**WHAT IS NEEDED**
Each line of the listing is to be retyped exactly as given.

**RECORDS SHOWN**
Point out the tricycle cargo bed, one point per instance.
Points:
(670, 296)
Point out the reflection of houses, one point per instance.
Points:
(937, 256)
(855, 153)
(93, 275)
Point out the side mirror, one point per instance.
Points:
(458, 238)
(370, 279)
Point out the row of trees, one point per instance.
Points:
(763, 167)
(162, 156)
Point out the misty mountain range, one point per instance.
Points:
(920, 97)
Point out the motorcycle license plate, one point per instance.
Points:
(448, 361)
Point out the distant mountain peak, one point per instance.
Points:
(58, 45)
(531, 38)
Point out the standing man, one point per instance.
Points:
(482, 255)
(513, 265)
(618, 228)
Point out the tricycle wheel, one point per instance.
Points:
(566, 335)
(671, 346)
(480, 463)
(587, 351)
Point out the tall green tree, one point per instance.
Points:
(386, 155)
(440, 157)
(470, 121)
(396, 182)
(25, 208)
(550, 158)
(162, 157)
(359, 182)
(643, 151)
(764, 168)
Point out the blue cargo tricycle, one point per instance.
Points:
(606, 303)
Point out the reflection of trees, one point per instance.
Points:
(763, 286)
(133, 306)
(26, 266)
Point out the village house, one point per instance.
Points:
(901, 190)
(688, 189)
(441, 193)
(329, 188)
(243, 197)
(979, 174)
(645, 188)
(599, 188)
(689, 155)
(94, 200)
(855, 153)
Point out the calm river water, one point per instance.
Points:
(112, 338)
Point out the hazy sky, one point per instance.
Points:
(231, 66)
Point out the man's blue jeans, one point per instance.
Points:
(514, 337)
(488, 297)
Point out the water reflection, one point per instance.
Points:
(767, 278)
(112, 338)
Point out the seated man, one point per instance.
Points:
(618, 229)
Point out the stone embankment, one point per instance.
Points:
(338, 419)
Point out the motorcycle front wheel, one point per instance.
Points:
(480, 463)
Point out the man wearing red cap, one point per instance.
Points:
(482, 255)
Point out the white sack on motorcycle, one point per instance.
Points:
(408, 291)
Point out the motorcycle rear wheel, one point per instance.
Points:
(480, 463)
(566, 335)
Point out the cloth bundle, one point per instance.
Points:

**SOLUTION FOR THIS EXERCISE**
Point out the tricycle cargo bed, one point per instance.
Points:
(670, 296)
Point out the reflection of houses, one point per instance.
Points:
(937, 256)
(855, 153)
(93, 275)
Point out the side mirror, one point per instance.
Points:
(458, 238)
(370, 279)
Point out the row of trees, one point per instance.
Points:
(763, 167)
(162, 156)
Point out the misty mountain range, one point per instance.
Points:
(920, 97)
Point out the motorcycle license plate, one point per instance.
Points:
(448, 361)
Point out the distant mountain peak, one point per instance.
Points:
(58, 45)
(531, 38)
Point out the standing man, one point per instance.
Points:
(482, 255)
(513, 265)
(618, 228)
Point out the tricycle wheel, one point per instance.
Points:
(566, 335)
(671, 346)
(480, 463)
(587, 351)
Point out the tall green tree, one point per instance.
Points:
(386, 155)
(440, 157)
(470, 121)
(396, 182)
(25, 208)
(550, 158)
(162, 157)
(359, 182)
(643, 151)
(764, 168)
Point out the blue cargo tricycle, one point per instance.
Points:
(606, 303)
Point out the reflection of trees, one point per instance.
Points:
(763, 286)
(133, 306)
(26, 266)
Point out the village house, one point per instance.
Points:
(901, 190)
(688, 189)
(441, 193)
(329, 188)
(243, 197)
(979, 174)
(645, 188)
(599, 188)
(689, 155)
(94, 200)
(855, 153)
Point out the calm river water, one point per instance.
Points:
(112, 338)
Point out the hazy sky, one point per instance.
Points:
(231, 66)
Point out the man's blue jeans, one point per instance.
Points:
(514, 337)
(488, 297)
Point out the water reflection, one point per instance.
Points:
(767, 278)
(112, 338)
Point out the seated man, one point per instance.
Points:
(618, 229)
Point out the stone embankment, one point per instance.
Points:
(338, 419)
Point out the motorcycle front wheel, one point per instance.
Points:
(480, 463)
Point out the man wearing red cap, one point per instance.
Points:
(482, 255)
Point out the white sack on motorcycle, one point per instance.
Points:
(408, 291)
Point out the motorcycle rear wheel, one point per instance.
Points:
(480, 463)
(566, 335)
Point out the cloth bundle, one point per instance.
Points:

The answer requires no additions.